>> BEGIN

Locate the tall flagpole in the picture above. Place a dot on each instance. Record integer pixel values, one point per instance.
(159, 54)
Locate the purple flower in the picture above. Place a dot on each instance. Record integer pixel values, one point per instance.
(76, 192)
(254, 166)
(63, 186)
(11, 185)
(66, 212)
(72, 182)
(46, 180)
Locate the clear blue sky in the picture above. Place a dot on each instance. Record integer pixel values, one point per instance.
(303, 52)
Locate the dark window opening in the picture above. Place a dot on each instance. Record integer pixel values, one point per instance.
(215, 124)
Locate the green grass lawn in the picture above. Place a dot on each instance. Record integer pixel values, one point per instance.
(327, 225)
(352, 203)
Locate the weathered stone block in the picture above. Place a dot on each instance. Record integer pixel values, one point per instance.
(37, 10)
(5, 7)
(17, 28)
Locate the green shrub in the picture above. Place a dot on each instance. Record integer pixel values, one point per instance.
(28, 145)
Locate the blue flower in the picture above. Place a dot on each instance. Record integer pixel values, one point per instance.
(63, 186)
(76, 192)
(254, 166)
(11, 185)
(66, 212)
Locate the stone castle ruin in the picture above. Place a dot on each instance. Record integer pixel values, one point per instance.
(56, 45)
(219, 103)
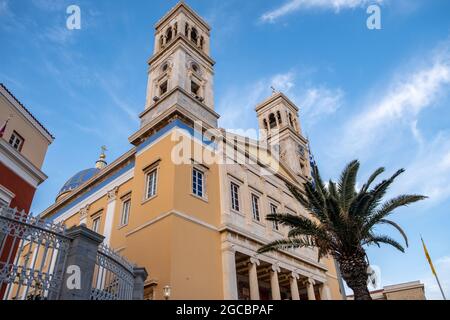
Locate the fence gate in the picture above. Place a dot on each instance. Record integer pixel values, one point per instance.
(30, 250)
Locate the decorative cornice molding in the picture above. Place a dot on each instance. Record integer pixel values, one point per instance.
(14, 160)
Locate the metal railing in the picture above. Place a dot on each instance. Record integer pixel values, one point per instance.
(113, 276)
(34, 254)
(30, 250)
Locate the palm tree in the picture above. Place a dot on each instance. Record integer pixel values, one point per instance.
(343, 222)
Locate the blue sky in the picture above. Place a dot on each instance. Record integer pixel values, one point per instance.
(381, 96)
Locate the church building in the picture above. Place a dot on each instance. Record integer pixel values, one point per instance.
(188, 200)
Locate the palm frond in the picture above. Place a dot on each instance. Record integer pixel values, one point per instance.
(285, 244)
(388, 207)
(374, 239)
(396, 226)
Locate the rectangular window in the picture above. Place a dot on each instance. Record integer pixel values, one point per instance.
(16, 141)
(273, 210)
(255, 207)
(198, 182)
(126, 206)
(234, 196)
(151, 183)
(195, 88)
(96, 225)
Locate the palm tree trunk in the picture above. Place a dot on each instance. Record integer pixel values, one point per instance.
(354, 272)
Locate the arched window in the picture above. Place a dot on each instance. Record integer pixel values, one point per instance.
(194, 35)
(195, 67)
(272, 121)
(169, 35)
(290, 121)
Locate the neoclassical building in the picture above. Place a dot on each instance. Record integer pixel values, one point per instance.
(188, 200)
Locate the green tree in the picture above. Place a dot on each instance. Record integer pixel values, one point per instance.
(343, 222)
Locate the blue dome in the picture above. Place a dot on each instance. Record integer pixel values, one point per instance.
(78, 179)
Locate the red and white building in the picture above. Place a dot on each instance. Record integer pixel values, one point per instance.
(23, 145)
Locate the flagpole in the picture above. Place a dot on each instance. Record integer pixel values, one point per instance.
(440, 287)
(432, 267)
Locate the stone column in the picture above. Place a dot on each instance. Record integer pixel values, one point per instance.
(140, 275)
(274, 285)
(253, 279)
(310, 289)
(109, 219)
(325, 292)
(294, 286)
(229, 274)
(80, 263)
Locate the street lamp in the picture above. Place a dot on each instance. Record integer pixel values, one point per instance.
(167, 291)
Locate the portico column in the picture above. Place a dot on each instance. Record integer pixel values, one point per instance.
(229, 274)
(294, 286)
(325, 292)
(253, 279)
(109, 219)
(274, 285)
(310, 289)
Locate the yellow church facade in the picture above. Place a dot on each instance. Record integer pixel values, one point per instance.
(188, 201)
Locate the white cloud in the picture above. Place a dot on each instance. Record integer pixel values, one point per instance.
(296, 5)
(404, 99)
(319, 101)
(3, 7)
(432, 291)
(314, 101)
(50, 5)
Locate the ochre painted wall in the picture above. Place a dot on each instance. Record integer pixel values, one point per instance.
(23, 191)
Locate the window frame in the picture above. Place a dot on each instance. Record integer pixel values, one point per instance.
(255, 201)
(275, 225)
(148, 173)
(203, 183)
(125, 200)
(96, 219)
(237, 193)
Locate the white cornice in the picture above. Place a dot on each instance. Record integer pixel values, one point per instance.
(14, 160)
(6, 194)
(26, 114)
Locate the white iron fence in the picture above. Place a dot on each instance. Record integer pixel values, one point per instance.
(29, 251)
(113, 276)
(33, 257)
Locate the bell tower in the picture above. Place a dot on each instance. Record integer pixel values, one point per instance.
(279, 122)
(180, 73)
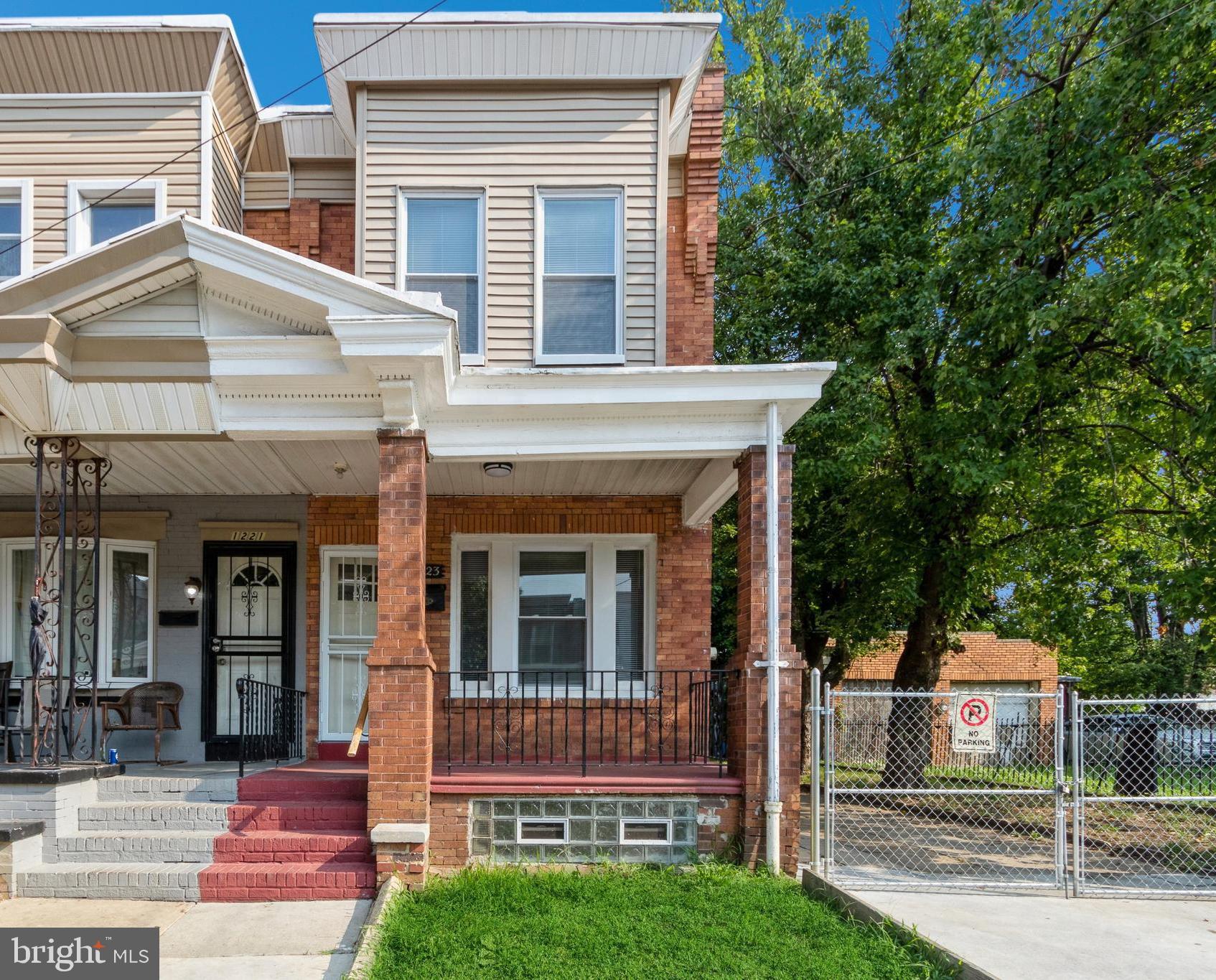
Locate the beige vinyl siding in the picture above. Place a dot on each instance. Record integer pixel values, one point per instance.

>> END

• Exercise objective
Write out, please, the lines of the listing above from the one with "Locate the ochre" through the very last, exactly as given and with no pictures.

• Finished exercise
Locate the ochre painted wall in the picture above. Place a dot on each instance. Record integer pixel values, one point per instance.
(23, 191)
Locate the window frame in the picture above. Place a dot on each instance. Record integer pixel values, one point per instance.
(255, 201)
(275, 225)
(148, 173)
(203, 183)
(125, 200)
(96, 219)
(237, 193)
Locate the white cornice in the picture above. Place a dot on each instance. Record integer pixel values, one point per instance.
(14, 160)
(6, 194)
(26, 114)
Locate the white iron fence in the picture above. Place a dot on each instance. Record integer pixel values, one point per instance.
(29, 251)
(113, 276)
(33, 257)
Locate the bell tower in the picture above. Place a dot on each instance. Record integer pixel values, one point per instance.
(279, 122)
(180, 73)
Locate the beige vinyl siding in the picture above. Place a dot on each instance. Record integer pixel values, one point per instance.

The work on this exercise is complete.